Elections fédérales 2019
Les élections fédérales auront lieu très bientôt. 4652 candidats aspirent à obtenir le 20 octobre un des 200 sièges du Conseil national. Les 46 sièges du Conseil des Etats sont également très convoités dans de nombreux cantons: environ la moitié des sortants ne se présenteront plus. Cependant, la plupart des restants sont soumis au risque d’une non-réélection (cf. encadré «Système électoral suisse – une grande liberté pour le citoyen» expliquant le processus électoral).
Il n’y a rien de nouveau dans le fait que les partis politiques remuent plus ou moins convenablement leurs tambours électoraux dans un style plus ou moins élégant. Avant que les citoyennes et citoyens ne fassent leur choix, il est cependant utile d’être informé sur les groupes d’intérêt exerçant une influence au-delà des partis politiques, afin que les citoyens votent «juste». L’un d’eux est l’association «Opération Libero», présentée dans «Horizons et débats» du 19 août.1 Chaque électrice et électeur devrait connaître les étranges méthodes utilisées pour introduire au Parlement fédéral autant de candidats que possible, prêts à se soumettre à ses instructions. Une autre «aide électorale» prétendument objective est le questionnaire en ligne de «Smartvote», qui nous propose – après l’avoir rempli – la liste des «candidats appropriés». Smartvote bénéficie de l’appui du «Baromètre électoral» de la télévision publique SSR2 qui, avec l’aide massive des médias grand public, tente de favoriser les partis désirés et de réduire la part des électeurs des partis «malfamés» soumis à un constant dénigrement.
Regardons de plus près ces pièces du puzzle.
«Trouvez vos candidats idéaux avec quelques clics», voilà la recommandation de la Télévision suisse-alémanique: «Avec l’aide électorale de Smartvote et de la TV SRF, vous trouverez les bons politiciens pour votre bulletin de vote. […] Vous avez le choix de répondre à 31 ou 75 questions. L’aide électorale en ligne Smartvote compare vos réponses à celles de candidats. Ainsi vous saurez quels politiciens se rapprochent le plus de vos idées politiques personnelles.» Des questions sur 15 sujets – de la légalisation du cannabis au vote électronique – peuvent être consultées et on peut y répondre par oui, plutôt oui, non ou plutôt non.3 Nous nous limitons ici aux questions sur la politique européenne actuelle.
Il est surprenant de constater que l’accord-cadre institutionnel avec l’UE, qui devrait être au cœur de la liberté du citoyen et de la souveraineté de l’Etat, ne soit pas pris en compte. Au total, trois questions seulement portent sur les relations entre la Suisse et l’UE, dont l’une porte sur l’initiative de limitation qui sera soumise au vote l’année prochaine:4 «La limitation de l’immigration est-elle plus importante pour vous que la préservation des accords bilatéraux avec l’UE?» La seconde vise directement l’adhésion à l’UE: «La Suisse doit-elle entamer des négociations d’adhésion à l’UE?» La troisième traite de la dénonciation de l’accord de Schengen avec l’UE, ce qui n’est actuellement absolument pas à l’ordre du jour: «La Suisse doit-elle mettre fin à l’accord de Schengen avec l’UE et réintroduire davantage de contrôles des personnes directement à la frontière?»

+ + + + + + +

**Actions à réaliser**:
1. Recopiez le passage du texte sur les élections fédérales qui commence aux mots «Regardons de plus» et se termine après les mots «politique européenne actuelle.».
2. Indiquez par oui ou par non si chacune des affirmations suivantes concorde avec le texte sur les élections fédérales, en citant les mots du texte qui tranchent. (a) Le questionnaire de Smartvote laisse le choix de répondre à 31 ou à 75 questions. (b) Le Conseil des Etats compte 200 sièges. (c) Cinq questions portent sur les relations entre la Suisse et l'UE.

+ + + + + + +

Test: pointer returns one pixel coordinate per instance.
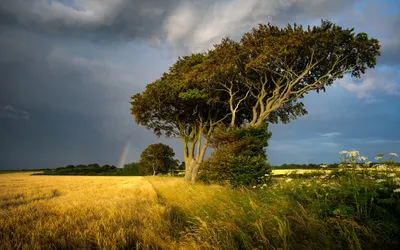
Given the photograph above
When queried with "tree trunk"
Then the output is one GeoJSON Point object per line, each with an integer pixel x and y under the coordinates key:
{"type": "Point", "coordinates": [189, 168]}
{"type": "Point", "coordinates": [195, 170]}
{"type": "Point", "coordinates": [199, 160]}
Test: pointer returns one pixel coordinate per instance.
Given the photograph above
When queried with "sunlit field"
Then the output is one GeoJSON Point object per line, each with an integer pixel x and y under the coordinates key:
{"type": "Point", "coordinates": [42, 212]}
{"type": "Point", "coordinates": [337, 209]}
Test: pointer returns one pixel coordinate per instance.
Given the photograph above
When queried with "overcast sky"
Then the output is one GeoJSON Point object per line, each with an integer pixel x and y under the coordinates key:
{"type": "Point", "coordinates": [69, 67]}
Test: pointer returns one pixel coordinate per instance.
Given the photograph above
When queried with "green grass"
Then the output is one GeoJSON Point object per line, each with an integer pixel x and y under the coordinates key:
{"type": "Point", "coordinates": [342, 209]}
{"type": "Point", "coordinates": [338, 210]}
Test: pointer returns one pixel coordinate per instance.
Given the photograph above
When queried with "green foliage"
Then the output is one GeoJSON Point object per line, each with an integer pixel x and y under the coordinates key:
{"type": "Point", "coordinates": [239, 158]}
{"type": "Point", "coordinates": [157, 158]}
{"type": "Point", "coordinates": [259, 79]}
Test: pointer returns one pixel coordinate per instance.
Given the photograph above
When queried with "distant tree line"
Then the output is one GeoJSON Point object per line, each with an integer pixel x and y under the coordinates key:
{"type": "Point", "coordinates": [155, 159]}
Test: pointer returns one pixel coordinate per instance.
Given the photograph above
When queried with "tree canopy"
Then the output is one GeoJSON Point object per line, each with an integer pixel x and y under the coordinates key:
{"type": "Point", "coordinates": [259, 79]}
{"type": "Point", "coordinates": [157, 158]}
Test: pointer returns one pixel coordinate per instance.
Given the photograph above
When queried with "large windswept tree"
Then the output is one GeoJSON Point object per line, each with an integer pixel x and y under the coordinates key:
{"type": "Point", "coordinates": [257, 80]}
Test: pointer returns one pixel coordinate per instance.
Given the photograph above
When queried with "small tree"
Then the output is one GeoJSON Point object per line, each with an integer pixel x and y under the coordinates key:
{"type": "Point", "coordinates": [131, 168]}
{"type": "Point", "coordinates": [156, 158]}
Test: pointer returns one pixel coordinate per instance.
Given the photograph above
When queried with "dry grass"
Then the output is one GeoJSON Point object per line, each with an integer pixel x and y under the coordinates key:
{"type": "Point", "coordinates": [72, 212]}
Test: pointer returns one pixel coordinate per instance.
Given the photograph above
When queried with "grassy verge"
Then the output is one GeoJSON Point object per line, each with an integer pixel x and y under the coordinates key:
{"type": "Point", "coordinates": [332, 211]}
{"type": "Point", "coordinates": [337, 210]}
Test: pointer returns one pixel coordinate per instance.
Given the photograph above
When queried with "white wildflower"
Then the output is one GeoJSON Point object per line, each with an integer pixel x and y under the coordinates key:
{"type": "Point", "coordinates": [362, 158]}
{"type": "Point", "coordinates": [381, 167]}
{"type": "Point", "coordinates": [368, 163]}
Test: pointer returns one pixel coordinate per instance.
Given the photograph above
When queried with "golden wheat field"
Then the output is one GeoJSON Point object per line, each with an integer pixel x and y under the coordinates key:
{"type": "Point", "coordinates": [75, 212]}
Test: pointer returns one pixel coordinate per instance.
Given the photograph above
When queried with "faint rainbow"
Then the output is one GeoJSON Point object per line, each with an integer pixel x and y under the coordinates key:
{"type": "Point", "coordinates": [123, 156]}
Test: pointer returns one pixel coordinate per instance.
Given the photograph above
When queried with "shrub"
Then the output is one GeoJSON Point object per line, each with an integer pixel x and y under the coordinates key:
{"type": "Point", "coordinates": [239, 158]}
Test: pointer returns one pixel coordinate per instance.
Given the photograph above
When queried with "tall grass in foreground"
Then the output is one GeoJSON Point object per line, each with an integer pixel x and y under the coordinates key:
{"type": "Point", "coordinates": [42, 212]}
{"type": "Point", "coordinates": [349, 208]}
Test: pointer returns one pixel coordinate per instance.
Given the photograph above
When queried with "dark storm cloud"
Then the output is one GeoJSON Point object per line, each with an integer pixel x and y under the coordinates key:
{"type": "Point", "coordinates": [103, 19]}
{"type": "Point", "coordinates": [13, 113]}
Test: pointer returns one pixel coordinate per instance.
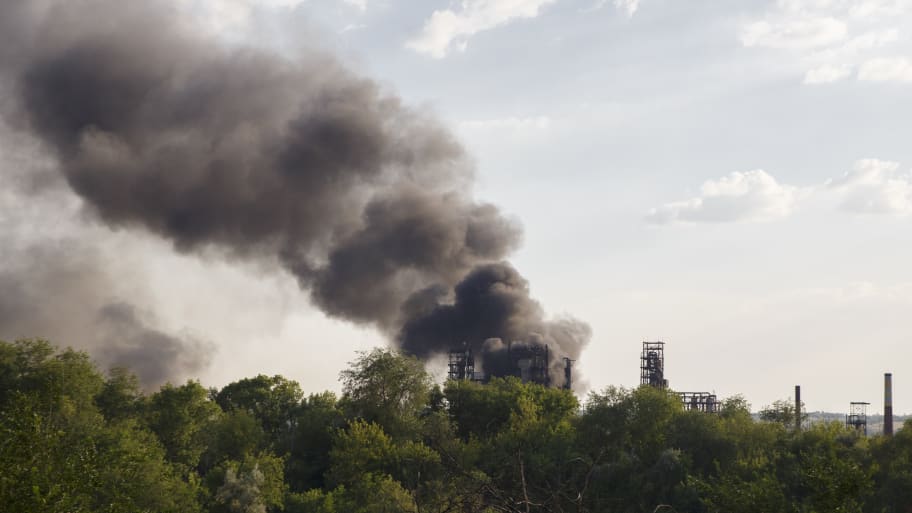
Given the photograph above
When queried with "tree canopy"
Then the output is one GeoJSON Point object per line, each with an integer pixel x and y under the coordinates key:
{"type": "Point", "coordinates": [75, 439]}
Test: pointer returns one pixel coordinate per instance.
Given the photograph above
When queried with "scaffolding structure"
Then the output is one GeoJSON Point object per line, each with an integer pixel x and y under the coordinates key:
{"type": "Point", "coordinates": [858, 417]}
{"type": "Point", "coordinates": [530, 362]}
{"type": "Point", "coordinates": [462, 364]}
{"type": "Point", "coordinates": [652, 365]}
{"type": "Point", "coordinates": [568, 373]}
{"type": "Point", "coordinates": [700, 401]}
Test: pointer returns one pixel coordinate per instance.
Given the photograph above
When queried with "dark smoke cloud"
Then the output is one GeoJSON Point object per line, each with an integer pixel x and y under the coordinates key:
{"type": "Point", "coordinates": [491, 305]}
{"type": "Point", "coordinates": [366, 201]}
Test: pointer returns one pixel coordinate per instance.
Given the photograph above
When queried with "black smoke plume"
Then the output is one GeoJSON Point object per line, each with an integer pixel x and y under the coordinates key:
{"type": "Point", "coordinates": [366, 201]}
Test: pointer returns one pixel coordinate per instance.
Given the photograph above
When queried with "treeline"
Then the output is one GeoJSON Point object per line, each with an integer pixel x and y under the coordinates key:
{"type": "Point", "coordinates": [73, 439]}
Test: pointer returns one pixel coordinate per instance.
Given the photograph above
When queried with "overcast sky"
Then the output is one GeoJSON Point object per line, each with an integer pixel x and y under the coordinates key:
{"type": "Point", "coordinates": [730, 177]}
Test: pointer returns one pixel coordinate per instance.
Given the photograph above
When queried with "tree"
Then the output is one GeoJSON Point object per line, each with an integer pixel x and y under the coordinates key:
{"type": "Point", "coordinates": [272, 401]}
{"type": "Point", "coordinates": [388, 388]}
{"type": "Point", "coordinates": [180, 417]}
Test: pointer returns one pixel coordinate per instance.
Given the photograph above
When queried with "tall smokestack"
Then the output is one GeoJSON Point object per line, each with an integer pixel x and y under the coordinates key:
{"type": "Point", "coordinates": [888, 404]}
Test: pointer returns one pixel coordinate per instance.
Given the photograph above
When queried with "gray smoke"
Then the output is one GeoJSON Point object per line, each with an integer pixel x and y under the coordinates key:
{"type": "Point", "coordinates": [58, 291]}
{"type": "Point", "coordinates": [365, 200]}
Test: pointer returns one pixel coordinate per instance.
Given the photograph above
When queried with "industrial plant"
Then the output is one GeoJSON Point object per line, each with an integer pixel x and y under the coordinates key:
{"type": "Point", "coordinates": [531, 363]}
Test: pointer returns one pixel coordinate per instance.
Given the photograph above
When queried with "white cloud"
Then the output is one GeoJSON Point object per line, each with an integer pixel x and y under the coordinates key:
{"type": "Point", "coordinates": [510, 124]}
{"type": "Point", "coordinates": [449, 27]}
{"type": "Point", "coordinates": [627, 6]}
{"type": "Point", "coordinates": [751, 196]}
{"type": "Point", "coordinates": [831, 38]}
{"type": "Point", "coordinates": [874, 187]}
{"type": "Point", "coordinates": [827, 73]}
{"type": "Point", "coordinates": [802, 32]}
{"type": "Point", "coordinates": [361, 5]}
{"type": "Point", "coordinates": [226, 16]}
{"type": "Point", "coordinates": [886, 69]}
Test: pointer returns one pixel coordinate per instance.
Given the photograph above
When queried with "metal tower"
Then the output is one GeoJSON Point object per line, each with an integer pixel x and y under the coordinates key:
{"type": "Point", "coordinates": [652, 365]}
{"type": "Point", "coordinates": [858, 417]}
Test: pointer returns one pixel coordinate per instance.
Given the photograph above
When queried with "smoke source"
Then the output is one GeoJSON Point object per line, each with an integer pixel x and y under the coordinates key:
{"type": "Point", "coordinates": [367, 202]}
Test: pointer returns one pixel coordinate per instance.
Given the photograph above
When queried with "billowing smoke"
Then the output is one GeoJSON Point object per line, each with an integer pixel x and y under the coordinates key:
{"type": "Point", "coordinates": [59, 292]}
{"type": "Point", "coordinates": [366, 201]}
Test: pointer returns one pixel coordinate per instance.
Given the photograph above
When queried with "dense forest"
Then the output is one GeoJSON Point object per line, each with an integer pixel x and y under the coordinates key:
{"type": "Point", "coordinates": [75, 439]}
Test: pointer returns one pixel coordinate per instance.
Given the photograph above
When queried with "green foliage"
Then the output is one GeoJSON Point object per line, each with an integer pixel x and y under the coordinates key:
{"type": "Point", "coordinates": [181, 417]}
{"type": "Point", "coordinates": [388, 388]}
{"type": "Point", "coordinates": [73, 440]}
{"type": "Point", "coordinates": [60, 454]}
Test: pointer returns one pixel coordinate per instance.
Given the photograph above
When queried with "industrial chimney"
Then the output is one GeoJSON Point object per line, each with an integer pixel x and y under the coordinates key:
{"type": "Point", "coordinates": [888, 404]}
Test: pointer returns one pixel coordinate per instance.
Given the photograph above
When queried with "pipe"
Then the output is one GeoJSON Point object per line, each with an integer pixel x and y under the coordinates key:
{"type": "Point", "coordinates": [888, 404]}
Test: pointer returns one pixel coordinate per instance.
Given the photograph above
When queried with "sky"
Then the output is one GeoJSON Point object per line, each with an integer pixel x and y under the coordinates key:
{"type": "Point", "coordinates": [733, 178]}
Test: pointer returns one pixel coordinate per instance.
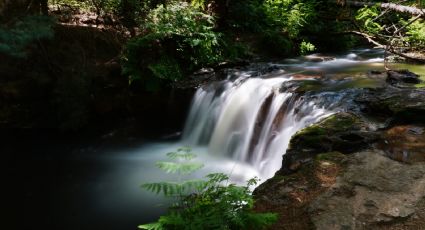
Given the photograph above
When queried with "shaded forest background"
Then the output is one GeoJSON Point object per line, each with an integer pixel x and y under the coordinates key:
{"type": "Point", "coordinates": [71, 65]}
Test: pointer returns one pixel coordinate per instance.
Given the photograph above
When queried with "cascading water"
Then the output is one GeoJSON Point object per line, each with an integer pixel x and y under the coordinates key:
{"type": "Point", "coordinates": [240, 126]}
{"type": "Point", "coordinates": [250, 120]}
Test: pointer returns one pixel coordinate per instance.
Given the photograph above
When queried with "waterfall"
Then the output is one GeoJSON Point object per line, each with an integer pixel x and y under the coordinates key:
{"type": "Point", "coordinates": [249, 120]}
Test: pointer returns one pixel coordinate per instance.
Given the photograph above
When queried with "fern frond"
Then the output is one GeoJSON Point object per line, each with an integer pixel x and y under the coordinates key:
{"type": "Point", "coordinates": [179, 168]}
{"type": "Point", "coordinates": [179, 155]}
{"type": "Point", "coordinates": [217, 177]}
{"type": "Point", "coordinates": [151, 226]}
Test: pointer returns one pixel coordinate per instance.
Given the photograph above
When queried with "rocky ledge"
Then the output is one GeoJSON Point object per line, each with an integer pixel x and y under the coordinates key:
{"type": "Point", "coordinates": [363, 169]}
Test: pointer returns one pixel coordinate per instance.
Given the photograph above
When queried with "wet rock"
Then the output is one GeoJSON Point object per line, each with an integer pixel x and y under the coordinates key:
{"type": "Point", "coordinates": [378, 195]}
{"type": "Point", "coordinates": [342, 132]}
{"type": "Point", "coordinates": [405, 143]}
{"type": "Point", "coordinates": [318, 58]}
{"type": "Point", "coordinates": [400, 105]}
{"type": "Point", "coordinates": [395, 77]}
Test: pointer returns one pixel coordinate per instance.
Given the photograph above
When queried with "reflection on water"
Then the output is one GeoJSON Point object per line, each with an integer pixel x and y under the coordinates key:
{"type": "Point", "coordinates": [101, 189]}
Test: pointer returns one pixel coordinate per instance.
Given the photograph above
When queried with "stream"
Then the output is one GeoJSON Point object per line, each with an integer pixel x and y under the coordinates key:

+ + + + + + +

**Solutions des exercices**:
1.
Regardons de plus près ces pièces du puzzle.
«Trouvez vos candidats idéaux avec quelques clics», voilà la recommandation de la Télévision suisse-alémanique: «Avec l’aide électorale de Smartvote et de la TV SRF, vous trouverez les bons politiciens pour votre bulletin de vote. […] Vous avez le choix de répondre à 31 ou 75 questions. L’aide électorale en ligne Smartvote compare vos réponses à celles de candidats. Ainsi vous saurez quels politiciens se rapprochent le plus de vos idées politiques personnelles.» Des questions sur 15 sujets – de la légalisation du cannabis au vote électronique – peuvent être consultées et on peut y répondre par oui, plutôt oui, non ou plutôt non.3 Nous nous limitons ici aux questions sur la politique européenne actuelle.

2.
(a) Oui : «Vous avez le choix de répondre à 31 ou 75 questions.»
(b) Non : «Les 46 sièges du Conseil des Etats»
(c) Non : «trois questions seulement portent sur les relations entre la Suisse et l’UE»